- 取り組む課題
[1] 次の(a)〜(c)が五行歌の本の紹介文の内容と一致するかを判断し、各項目に「はい」か「いいえ」で答えよ。判断の決め手となる紹介文の語句を、そのまま引用して添えること。
(a) 紹介されている本の価格は476円である。
(b) 筆者はこの本を2006年2月12日に読み終えた。
(c) 筆者は、テレビのタレント同士の会話をゆっくりで落ち着いたものだと述べている。
[2] 五行歌の本の紹介文をもとに、次の問いに答えよ。
(a) 紹介されている本の書名は何か。
(b) 筆者は、どのような詩の「ウサンクササ」に気付いた人にとって必読だとしているか。
(c) テレビのタレントは楽しそうに見せかけているが、実際はどのようだと書かれているか。
[3] 五行歌の本の紹介文の続きを、最後の文の後から書いてください。

*** 提示文

2006年02月12日 10時23分59秒 | 読書記録
2006.2月1日読了
「五行歌・書いてみようか」仲本有花 文芸企画 476円
はじめて詩を書いてみようかと思った若い人や、詩をはじめて何年かたったけど、なにか自分がでていないな、もうやめようか、などと悩んでいる人に、お勧め。
20行を越える詩ばかりのいわゆる現代詩の、ウサンクササ、に気付いた人は必読です。

詩、歌、以前に老若男女、生活の各場面で、ちゃんと声がでていない、ちゃんとお話できていない、という日々の現状があります。
テレビのタレント同士の会話に代表されるように、
早口で声高で、ロボット的で気持ちがありません。
楽しそうに見せかけていますが、何かに怯えているようです。

******
*** 提供データ

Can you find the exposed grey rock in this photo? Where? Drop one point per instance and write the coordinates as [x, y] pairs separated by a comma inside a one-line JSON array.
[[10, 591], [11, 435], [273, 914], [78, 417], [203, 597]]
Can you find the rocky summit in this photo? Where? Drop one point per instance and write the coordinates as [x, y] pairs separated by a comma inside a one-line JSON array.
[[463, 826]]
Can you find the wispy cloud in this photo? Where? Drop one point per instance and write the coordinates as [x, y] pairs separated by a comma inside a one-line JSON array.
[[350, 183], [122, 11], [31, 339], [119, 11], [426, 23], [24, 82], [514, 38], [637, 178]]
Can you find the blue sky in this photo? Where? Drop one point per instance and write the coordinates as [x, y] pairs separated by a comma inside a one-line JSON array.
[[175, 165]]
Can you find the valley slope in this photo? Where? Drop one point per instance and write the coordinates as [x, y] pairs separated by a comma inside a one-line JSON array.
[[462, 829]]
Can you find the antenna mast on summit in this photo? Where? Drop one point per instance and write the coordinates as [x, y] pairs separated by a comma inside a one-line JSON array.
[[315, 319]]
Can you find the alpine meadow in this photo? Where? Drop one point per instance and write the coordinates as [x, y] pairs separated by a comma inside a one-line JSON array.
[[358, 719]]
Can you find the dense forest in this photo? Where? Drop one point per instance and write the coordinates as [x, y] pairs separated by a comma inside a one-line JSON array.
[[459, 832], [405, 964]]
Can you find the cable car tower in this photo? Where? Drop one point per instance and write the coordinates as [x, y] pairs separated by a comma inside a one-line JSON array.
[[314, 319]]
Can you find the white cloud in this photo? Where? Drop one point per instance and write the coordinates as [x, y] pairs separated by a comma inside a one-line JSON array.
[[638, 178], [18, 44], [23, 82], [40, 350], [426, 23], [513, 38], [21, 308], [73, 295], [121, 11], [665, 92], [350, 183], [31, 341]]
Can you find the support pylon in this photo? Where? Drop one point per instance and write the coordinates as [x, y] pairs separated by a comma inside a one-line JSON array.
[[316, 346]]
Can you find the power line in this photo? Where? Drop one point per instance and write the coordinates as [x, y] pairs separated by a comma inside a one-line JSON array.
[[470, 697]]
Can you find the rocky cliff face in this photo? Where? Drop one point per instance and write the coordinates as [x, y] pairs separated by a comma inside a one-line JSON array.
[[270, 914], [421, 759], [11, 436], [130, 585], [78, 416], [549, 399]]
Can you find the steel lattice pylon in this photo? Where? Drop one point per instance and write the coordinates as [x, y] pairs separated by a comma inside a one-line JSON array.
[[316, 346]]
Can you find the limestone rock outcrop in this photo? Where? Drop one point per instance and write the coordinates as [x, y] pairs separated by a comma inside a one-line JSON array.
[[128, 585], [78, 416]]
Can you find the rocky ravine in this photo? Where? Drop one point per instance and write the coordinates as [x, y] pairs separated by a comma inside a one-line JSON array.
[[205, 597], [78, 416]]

******

- 解答結果
[1]
(a) はい。「文芸企画 476円」
(b) いいえ。「2006.2月1日読了」
(c) いいえ。「早口で声高で、ロボット的で気持ちがありません。」

[2]
(a) 「五行歌・書いてみようか」
(b) 20行を越える詩ばかりのいわゆる現代詩
(c) 何かに怯えているようだ。

[3]
表情は死んでいて、口先ばかり動かすものですから、ほ乳類というより、顔は昆虫になってきました。
僕は「変身」のカブトムシみたいです。笑

ほとんど呼吸の問題で、いくつくところ近代・日本の文化の問題になりますが、
まずは自分の息を整えるところから、各自はじめるしかないです。
五行歌がこれらの万能薬になるとまで思いませんが、
入り口にはなると思います。

最後に著者の仲本さんの五行歌を一つ、紹介させていただきます。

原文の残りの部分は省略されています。